**Source text:**
§

New tests reveal how long the coronavirus can live in the air

At this point, lots of people are afraid of the same thing: You're walking down the street minding your own business, when suddenly, some random person coughs at you, and boom! You now have coronavirus. The pandemic is spreading like wildfire, and while the elderly and frail might be at biggest risk, it's easy to believe that no one's safe. Even Tom Hanks has it. Tom Hanks!

By now, you're probably familiar with the World Health Organization's set of "basic protective measures" to combat COVID-19. In a nutshell: Wash your hands super well and often. Keep at least three feet of distance to people who sneeze or cough. Avoid touching your face in case your hands are contaminated. Use a tissue or do that awkward face-in-elbow thing if you need to sneeze or cough. Oh, and please seek medical care should the need arise, and keep up to the latest news about the coronavirus situation in your area. Your own health and that of others will thank you. 

Do you think all of that is a bit overkill? Well, it's not. Time reported on March 11, 2020 that new tests developed by U.S. Government and an assortment of scientists have discovered that the coronavirus is one resilient, resilient pathogen. Read on, and see what you think about hand-washing after we tell you just how long the coronavirus can live in the air.

Coronavirus can live up to three hours in the air

The new tests, which were funded by the U.S. government and the National Science Foundation and conducted by researchers from Princeton University, the National Institutes of Health, and the University of California, Los Angeles, indicate that the airborne coronavirus, which infected people spread by coughing and whatnot, can survive in the air for several hours. This might mean that even if you manage to dodge someone who's coughing or sneezing like the WHO told you to, there's still a chance that you'll end up walking through a mist of droplets containing perfectly viable coronavirus up to three hours later. Still wonder why people are instructed to do that elbow-coughing thing? 

The new testing method and its findings were only released on March 11, so they have not been peer-reviewed yet. Still, according to microbiology professor Julie Fischer of Georgetown University, "It's a solid piece of work that answers questions people have been asking, and shows the value and importance of the hygiene advice that public health officials have been stressing." So, yeah. It's probably a good idea to keep keeping those hands away from your face after all. There's no telling what they might have picked up — especially since the same tests found out that the coronavirus can survive a frankly worrying amount of time on many surfaces. 

Covered with coronavirus?

Yeah, about those surfaces. While the coronavirus could live in the air for a worrying amount of time, it's not exactly going to give up and skulk away when its impressive airtime is over. Surfaces, it turns out, are prime stalking ground for COVID-19, and as such, the lifespan of an active virus isn't just hours — on certain surfaces, we're talking about days.

§

**Apply what you read:**
1. Could you quote the coronavirus article above word for word, starting at "Do you think" and ending at "in the air."?
2. Can you extend the coronavirus article above, picking up right after its final sentence?

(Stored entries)
§

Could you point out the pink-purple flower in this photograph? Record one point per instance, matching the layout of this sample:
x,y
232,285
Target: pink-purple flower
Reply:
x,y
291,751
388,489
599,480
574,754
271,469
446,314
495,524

§

**Answers for the exercise:**
1.
Do you think all of that is a bit overkill? Well, it's not. Time reported on March 11, 2020 that new tests developed by U.S. Government and an assortment of scientists have discovered that the coronavirus is one resilient, resilient pathogen. Read on, and see what you think about hand-washing after we tell you just how long the coronavirus can live in the air.

2.
Let's say that someone with coronavirus coughs without covering his mouth, and what we're going to politely call "viable virus" lands on cardboard — maybe a box on its way to someone. That virus will set up shop on that particular material for up to 24 hours, so for once, you'd have a reason to hope that the delivery guy is late. It's even worse with hard materials like stainless steel and plastic. According to the study, the coronavirus can survive "up to two to three days" on such surfaces.

So, what about antimicrobial surfaces?

There are some substances, like copper, that are notoriously antimicrobial. In fact, copper's so good at killing assorted coronavirus strains that the University of Southampton (via Science Daily) pointed out in 2015 that due to the metal's ability to kill coronavirus strains like SARS and MERS quite rapidly, it could potentially be used to combat the spread of a coronavirus. 

However, while it's certainly true that copper and coronavirus aren't a match made in heaven, it's still not a good idea to go around licking all available copper surfaces. While COVID-19 does indeed perish relatively quickly on copper, the new study found out that viable virus can still hang around copper surfaces for up to four hours. That's a lot of time to put your hand on a copper railing and absentmindedly brush your face with your hand. 

So, what can we do, seeing as even the supposedly excellent coronavirus killers like copper can carry the virus for hours? Well, as professor Julie Fischer puts it, we should basically listen to the basic hygiene instructions public officials have been giving us and recognize that they're not just for show. "What we need to be doing is washing our hands, being aware that people who are infected may be contaminating surfaces, and keeping hands away from the face," she says.